### EXCERPT
****************************************

Siphon Brewing: How to Make Coffee with A Siphon Brewer
If you want to impress your guests by serving them a great mug of coffee AND treating them to a show, then a siphon (aka vacuum) coffee maker is perfect for you. Sure, these elaborate glass coffee makers might look intimidating, but with the right guide, they’re a piece of cake.
Luckily, you’ve come to the right place for the right guide!
This article walks you step-by-step through how to use a siphon coffee maker, with a few pro tips that will make you stand out from the crowd. Prepare to be the talk of your local brunch scene!
- Siphon coffee maker
- Siphon filter
- Heat source
- Kitchen scale
- Bamboo paddle or wooden spoon
- Timer
- Optional: kettle, infrared thermometer
- 300 g water
- 20 to 25 g of ground coffee
AT A GLANCE
Time
15 minutes
Drink yield
One cup
A few notes: Some of the more expensive siphon coffee brewers have heat sources included. Otherwise, popular choices are a butane burner, alcohol burner, or gas stovetop. Also, as with all coffee brewing, the better the water quality, the better the cup of coffee. If you don’t have great tap water, consider using filtered water.
How to Use a Siphon Coffee Maker
While brewing coffee with a siphon coffee maker, also known as a vacuum coffee maker or vacuum pot, might be impractical on a regular basis, it is definitely a brew method worth having in your repertoire. You can watch Steven from Home Grounds give a detailed demo in this video:
Siphon coffee making has been around for nearly 200 years, and it continues to be trendy for good reasons (1). Not only does it produce a delicious cup, pairing the flavor intensity of a French Press with the clean cup of a pour over, but a siphon/vacuum coffee maker is also a piece of art, a science experiment, and a performance all rolled into one (2).
A siphon coffee brewer consists of a lower chamber, an upper chamber, a filter, and usually a silicone gasket or similar to create a good seal between the two chambers. This diagram details the set-up:

Alright, now that you have your equipment and some background, we’ll get started. Let’s learn how what looks like lab equipment in some mad scientist’s lair can actually produce an incredible cup of specialty coffee.
Step 1: Insert the filter

A siphon coffee maker works with special filters, which are typically small and round. Before inserting the filter into the brewer, give it a thorough rinse with hot water to remove any pre-existing flavors or aromas.
Slide the filter into the upper glass portion of your siphon brewer, which is often called the hopper, ensuring it is flat and snug against the bottom of the chamber. Typically, a siphon filter has a chain coming out of the bottom side, which you need to secure at the base of the siphon.
Pro tip: The filters can be either paper or cloth. If you’re brewing siphon coffee on a regular basis, you might prefer the convenience of paper filters. However, for most people, a siphon brewer is used only on special occasions, in which case a cloth filter is a practical choice both from a financial and environmental perspective.

****************************************

Data extracted from a collection
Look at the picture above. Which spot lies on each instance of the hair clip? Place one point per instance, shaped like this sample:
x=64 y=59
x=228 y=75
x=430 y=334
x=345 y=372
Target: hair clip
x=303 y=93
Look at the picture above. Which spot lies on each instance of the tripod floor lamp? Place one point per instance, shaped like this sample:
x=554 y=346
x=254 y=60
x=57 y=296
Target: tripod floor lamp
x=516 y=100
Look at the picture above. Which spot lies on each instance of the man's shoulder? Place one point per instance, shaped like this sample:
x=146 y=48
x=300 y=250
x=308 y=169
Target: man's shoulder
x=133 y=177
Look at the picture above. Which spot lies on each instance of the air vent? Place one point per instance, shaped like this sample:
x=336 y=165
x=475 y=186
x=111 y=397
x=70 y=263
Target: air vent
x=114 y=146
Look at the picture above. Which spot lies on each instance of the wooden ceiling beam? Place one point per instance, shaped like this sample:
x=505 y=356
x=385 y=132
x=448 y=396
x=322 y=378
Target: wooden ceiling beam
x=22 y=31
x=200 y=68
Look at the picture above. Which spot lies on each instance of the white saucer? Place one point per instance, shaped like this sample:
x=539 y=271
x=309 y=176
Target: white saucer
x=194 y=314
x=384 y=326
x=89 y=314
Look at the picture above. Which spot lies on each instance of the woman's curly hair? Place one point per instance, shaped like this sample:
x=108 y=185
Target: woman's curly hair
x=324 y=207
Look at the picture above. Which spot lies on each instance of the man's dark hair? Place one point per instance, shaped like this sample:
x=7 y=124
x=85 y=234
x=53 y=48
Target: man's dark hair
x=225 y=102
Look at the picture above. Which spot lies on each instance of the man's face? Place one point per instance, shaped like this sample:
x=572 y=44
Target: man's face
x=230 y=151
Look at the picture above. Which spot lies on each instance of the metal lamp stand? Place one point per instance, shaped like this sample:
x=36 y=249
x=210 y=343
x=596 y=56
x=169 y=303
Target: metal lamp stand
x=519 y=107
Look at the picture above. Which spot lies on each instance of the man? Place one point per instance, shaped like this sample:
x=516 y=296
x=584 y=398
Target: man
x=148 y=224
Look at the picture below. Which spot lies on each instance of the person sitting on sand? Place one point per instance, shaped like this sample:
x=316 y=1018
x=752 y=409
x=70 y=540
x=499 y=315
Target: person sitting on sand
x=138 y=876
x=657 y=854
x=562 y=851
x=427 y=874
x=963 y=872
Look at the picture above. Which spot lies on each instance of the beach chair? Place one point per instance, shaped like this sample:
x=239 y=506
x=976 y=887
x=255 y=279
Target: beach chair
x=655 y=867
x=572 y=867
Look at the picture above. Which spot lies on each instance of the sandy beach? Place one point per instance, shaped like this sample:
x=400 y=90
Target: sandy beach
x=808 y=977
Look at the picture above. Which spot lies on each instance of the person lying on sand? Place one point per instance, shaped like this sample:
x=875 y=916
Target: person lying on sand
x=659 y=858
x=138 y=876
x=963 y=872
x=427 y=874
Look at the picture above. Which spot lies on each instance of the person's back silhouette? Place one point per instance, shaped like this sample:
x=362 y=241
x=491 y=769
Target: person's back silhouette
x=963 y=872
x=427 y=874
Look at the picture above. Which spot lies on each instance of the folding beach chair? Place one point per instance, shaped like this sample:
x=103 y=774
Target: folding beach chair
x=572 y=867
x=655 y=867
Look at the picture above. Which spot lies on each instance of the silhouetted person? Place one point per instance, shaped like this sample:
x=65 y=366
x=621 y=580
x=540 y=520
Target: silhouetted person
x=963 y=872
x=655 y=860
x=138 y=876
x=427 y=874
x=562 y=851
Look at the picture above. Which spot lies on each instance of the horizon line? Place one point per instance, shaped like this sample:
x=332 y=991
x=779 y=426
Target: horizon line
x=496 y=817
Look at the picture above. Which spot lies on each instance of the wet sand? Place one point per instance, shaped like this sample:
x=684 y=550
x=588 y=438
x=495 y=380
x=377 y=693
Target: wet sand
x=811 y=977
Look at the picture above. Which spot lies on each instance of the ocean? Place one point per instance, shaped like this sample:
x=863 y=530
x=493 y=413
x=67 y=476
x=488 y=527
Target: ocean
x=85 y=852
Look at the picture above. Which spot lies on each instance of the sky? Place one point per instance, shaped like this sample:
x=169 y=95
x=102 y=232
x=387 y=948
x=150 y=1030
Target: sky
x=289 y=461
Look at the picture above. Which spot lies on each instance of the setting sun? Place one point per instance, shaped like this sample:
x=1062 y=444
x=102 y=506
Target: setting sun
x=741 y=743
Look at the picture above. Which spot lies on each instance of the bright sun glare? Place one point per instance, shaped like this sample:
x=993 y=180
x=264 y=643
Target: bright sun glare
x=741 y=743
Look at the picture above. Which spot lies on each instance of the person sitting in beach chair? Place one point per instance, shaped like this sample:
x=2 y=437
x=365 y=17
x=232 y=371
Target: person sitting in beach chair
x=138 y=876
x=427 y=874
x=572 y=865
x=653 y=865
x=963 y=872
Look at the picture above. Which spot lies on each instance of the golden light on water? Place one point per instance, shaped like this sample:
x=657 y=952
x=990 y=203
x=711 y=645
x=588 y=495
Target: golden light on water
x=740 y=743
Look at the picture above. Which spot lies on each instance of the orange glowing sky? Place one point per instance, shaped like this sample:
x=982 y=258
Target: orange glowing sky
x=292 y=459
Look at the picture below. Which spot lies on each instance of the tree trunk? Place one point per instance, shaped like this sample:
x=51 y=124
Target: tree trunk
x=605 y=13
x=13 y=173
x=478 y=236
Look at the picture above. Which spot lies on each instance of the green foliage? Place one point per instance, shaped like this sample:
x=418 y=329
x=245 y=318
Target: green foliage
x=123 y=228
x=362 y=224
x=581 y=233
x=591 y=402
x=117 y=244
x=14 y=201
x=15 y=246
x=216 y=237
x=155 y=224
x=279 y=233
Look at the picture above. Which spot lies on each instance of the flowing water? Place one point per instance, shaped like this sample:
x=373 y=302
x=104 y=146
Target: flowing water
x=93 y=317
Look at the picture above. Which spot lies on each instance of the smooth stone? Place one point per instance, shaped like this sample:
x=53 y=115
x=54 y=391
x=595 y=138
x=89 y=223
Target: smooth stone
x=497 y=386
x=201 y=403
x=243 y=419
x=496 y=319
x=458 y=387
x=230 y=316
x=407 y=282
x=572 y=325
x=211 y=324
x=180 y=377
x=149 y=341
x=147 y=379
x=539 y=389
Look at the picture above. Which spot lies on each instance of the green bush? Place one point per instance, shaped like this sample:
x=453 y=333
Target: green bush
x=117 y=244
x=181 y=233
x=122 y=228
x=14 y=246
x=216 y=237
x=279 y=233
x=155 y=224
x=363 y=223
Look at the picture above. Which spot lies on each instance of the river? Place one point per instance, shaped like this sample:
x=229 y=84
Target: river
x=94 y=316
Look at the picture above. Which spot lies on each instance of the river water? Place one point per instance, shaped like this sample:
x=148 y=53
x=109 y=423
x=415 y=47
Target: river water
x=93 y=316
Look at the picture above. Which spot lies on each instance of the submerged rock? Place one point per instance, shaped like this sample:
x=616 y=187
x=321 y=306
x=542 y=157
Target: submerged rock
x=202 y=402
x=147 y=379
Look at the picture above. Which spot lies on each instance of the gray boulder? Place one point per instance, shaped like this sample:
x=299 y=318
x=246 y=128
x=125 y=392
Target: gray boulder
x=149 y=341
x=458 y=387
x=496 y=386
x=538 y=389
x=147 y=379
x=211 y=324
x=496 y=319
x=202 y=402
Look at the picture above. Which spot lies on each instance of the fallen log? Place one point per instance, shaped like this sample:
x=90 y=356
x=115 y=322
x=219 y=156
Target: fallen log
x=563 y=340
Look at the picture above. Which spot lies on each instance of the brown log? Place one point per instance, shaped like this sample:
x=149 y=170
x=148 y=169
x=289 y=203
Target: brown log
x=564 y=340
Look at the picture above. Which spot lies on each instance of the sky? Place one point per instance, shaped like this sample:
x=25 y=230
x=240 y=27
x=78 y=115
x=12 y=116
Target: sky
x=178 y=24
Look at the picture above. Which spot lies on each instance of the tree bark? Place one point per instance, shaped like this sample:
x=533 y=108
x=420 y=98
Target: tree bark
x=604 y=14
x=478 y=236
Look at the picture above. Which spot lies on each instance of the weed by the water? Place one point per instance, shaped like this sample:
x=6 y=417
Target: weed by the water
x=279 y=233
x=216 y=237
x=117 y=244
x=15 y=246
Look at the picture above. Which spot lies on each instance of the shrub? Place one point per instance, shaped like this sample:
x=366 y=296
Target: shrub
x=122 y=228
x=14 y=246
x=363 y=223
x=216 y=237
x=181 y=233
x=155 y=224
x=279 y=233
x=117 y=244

****************************************

### OBJECTIVES
1. From the siphon brewing guide, write out the passage from "Step 1: Insert" to "of the siphon." word for word.
2. In the siphon brewing guide, what is the upper glass portion of the siphon brewer often called?

### TASK RESPONSES
1.
Step 1: Insert the filter

A siphon coffee maker works with special filters, which are typically small and round. Before inserting the filter into the brewer, give it a thorough rinse with hot water to remove any pre-existing flavors or aromas.
Slide the filter into the upper glass portion of your siphon brewer, which is often called the hopper, ensuring it is flat and snug against the bottom of the chamber. Typically, a siphon filter has a chain coming out of the bottom side, which you need to secure at the base of the siphon.

2. The hopper.